*Exercise data:*
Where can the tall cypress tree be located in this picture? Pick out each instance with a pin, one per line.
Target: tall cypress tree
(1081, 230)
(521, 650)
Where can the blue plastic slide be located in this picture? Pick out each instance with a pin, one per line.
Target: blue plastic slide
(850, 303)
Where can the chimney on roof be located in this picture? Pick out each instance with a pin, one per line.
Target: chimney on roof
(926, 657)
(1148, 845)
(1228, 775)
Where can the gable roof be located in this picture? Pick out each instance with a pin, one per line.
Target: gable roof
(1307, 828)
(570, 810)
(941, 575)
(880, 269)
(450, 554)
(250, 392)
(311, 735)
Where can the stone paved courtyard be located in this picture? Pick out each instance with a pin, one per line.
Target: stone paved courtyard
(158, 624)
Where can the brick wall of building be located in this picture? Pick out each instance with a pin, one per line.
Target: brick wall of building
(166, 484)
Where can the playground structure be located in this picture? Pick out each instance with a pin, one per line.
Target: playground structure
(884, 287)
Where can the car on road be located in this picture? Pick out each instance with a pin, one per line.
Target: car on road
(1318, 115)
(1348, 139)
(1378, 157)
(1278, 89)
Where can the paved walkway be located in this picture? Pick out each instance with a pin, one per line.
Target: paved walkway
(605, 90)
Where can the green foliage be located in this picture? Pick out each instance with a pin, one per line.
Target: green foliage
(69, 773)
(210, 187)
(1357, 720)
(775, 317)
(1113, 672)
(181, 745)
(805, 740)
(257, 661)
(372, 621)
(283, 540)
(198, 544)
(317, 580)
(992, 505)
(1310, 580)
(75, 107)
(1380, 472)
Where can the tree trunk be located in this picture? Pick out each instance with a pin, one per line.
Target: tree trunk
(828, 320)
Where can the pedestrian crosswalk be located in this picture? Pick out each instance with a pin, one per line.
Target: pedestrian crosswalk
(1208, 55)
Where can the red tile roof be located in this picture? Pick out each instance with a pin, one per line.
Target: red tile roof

*To do:*
Copy all of the data above line for line, changing nothing.

*Reply:*
Where can the tall cypress tree be located in this picture? Pick out each instance with a pin, one per line.
Target: tall cypress tree
(1081, 230)
(521, 650)
Where can the blue plastic slide be located in this picture? Pick out each instance with a pin, one per line.
Target: blue plastic slide
(850, 303)
Where can the chimney on roof be located in this picture? Pick out each instance with a pin, one per line.
Target: chimney on roof
(926, 657)
(1148, 845)
(1228, 775)
Where can the gable roof be located in this picture? Pick out each instance with a pin, one per line.
Target: gable roof
(1307, 828)
(570, 810)
(941, 575)
(880, 269)
(450, 554)
(250, 392)
(311, 735)
Where can the stone paved courtyard be located in this picture? Pick out each instance with a pin, one per line.
Target: stone paved courtyard
(158, 624)
Where can the brick wall of building be located in this picture? Pick out each instance with a pin, one per line.
Target: brick wall of building
(166, 484)
Where can the playground structure be located in this picture? Pick out each instance with a pin, one per line.
Target: playground structure
(884, 287)
Where can the car on road be located in this picture? Pick out each instance with a pin, one per line.
Target: car on road
(1318, 115)
(1348, 139)
(1378, 157)
(1278, 89)
Where can the paved walkway be located in this picture? Pick out each instance with a pin, one per line.
Target: paved walkway
(605, 90)
Where can the green foliage be located in this picture? Pick out each instance with a pin, one per line.
Target: green foliage
(69, 773)
(210, 187)
(1357, 720)
(775, 317)
(1113, 672)
(181, 745)
(805, 740)
(257, 661)
(372, 621)
(283, 540)
(198, 544)
(317, 580)
(992, 505)
(1310, 580)
(75, 107)
(1380, 472)
Where can the tree trunk be located in this picture? Pick out each instance with a pin, one per line.
Target: tree trunk
(828, 320)
Where can the pedestrian crosswalk be located in this picture? Pick out each instance with a pin, one per line.
Target: pedestrian crosswalk
(1208, 55)
Where can the red tile roof be located in this picture? Pick out each instance with a pin, one per line.
Target: red tile roof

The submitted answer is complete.